## Written tasks
A. From the book reviews below, copy out the passage from "Thoroughly researched, beautifully" to "and cultural details." word for word.
B. Using the book reviews below, answer these:
(i) According to the reviewer ellenorndorf, who lent them the book?
(ii) Which book by the same author does Einer2 say still tops their list?
(iii) How far into the novel did young_librarian get before quitting?

## Extracted text
______

I absolutely loved this book. Easily one of my new favorites.

a
amberley23
May 28, 2021

Amazingly researched and beautifully written!

d
Debramsey
Mar 08, 2021

Very good - enjoyed how she tied in other stories of history into this fictitious novel

e
ellenorndorf
Feb 26, 2021

Cecilia borrowed me this book. It focuses on a woman who would become Jesus's wife. The author took a lot of "license" in writing this book. I thought it was "ok" not sure if I would recommend it or not.

LCPL_Cindy Feb 24, 2021

Thoroughly researched, beautifully written, and completely plausible. Young men in Jesus’ time were expected to marry and support their family. I have no qualms imagining that Jesus could have lived a fully human life with flaws, desires, and regrets. In the deepest recesses of my mind, I wanted the details of this tale to be true. I want Ana and Yaltha and Chaya to be real. Kudos to author Sue Monk Kidd for having an open mind and the guts to give these female characters the strength and power to rise up and be heard!

m
Margush
Feb 23, 2021

Fantasy! I enjoyed the historical and cultural details.

e
Einer2
Feb 22, 2021

Definitely another interesting book from this author celebrating women. The Secret Lives of Bees still tops my list.

k
KatG1983
Jan 27, 2021

I adored this fictional imagining of Jesus' wife, Ana of Nazareth. I appreciated the thorough research Monk did into not only the historical era, but with religious texts. Ana's story is of a girl who grew up dreaming of independence, and we are privileged to follow her through her own story of purpose and faith. It is true that Jesus himself is more of a guest star in the book, but I preferred it that way. The book is filled with the stories of strong women living in a time of total oppression. Their love for each other is what saw them through. Additionally, I would say that the book depicts Jesus more as revolutionary than Messiah - which I think really works to its favour. I found the story deeply moving, and the end had me in tears. Highly recommend.

y
young_librarian
Jan 13, 2021

I don't feel right giving this book a star rating, as I ended up DNF'ing it. However, I did get to the 82% mark, so I feel that I can speak on what exactly made me quit reading. I would like to say that the first part of the novel, which follows our protagonist, Ana, as she grows up in her parents' home and navigates an arranged marriage and advances from Herod, was interesting. I enjoyed reading about how she felt oppressed and just wanted to become a scribe, not a wife. However, the entire premise being that she is Jesus's wife felt more like a marketing ploy to hook readers into the book rather than an actual important plot point. Jesus spent most of his time off the page and many times "appeared" only when Ana was lamenting being separated from him for one reason or another (Jesus works away from home a lot, one of them must run to Alexandria or risk being arrested, etc.). This isn't necessarily what I had a problem with. What really irked me was that Ana became more irritating as the story went on. Even when she realized she was being selfish asking other characters for things, she still did those things, and for some reason the other characters went along with Ana's requests, even when there wasn't a solid relationship built between the two. Everything was a little too convenient for Ana, even as she was dealing with hardships.

______

## Source data
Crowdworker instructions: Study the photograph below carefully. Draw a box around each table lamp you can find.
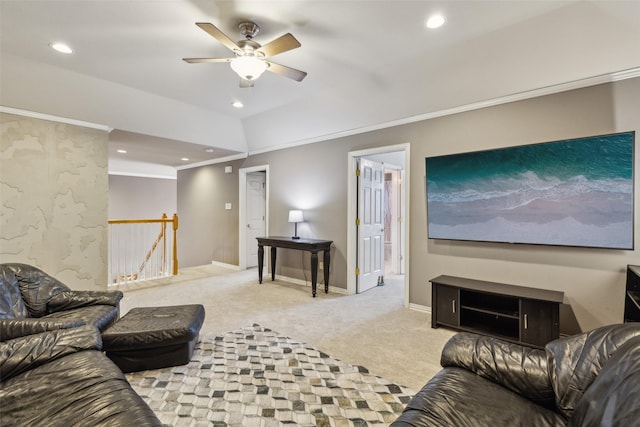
[289,210,304,239]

______

## Outputs by task
A.
Thoroughly researched, beautifully written, and completely plausible. Young men in Jesus’ time were expected to marry and support their family. I have no qualms imagining that Jesus could have lived a fully human life with flaws, desires, and regrets. In the deepest recesses of my mind, I wanted the details of this tale to be true. I want Ana and Yaltha and Chaya to be real. Kudos to author Sue Monk Kidd for having an open mind and the guts to give these female characters the strength and power to rise up and be heard!

m
Margush
Feb 23, 2021

Fantasy! I enjoyed the historical and cultural details.

B.
(i) Cecilia
(ii) The Secret Lives of Bees
(iii) The 82% mark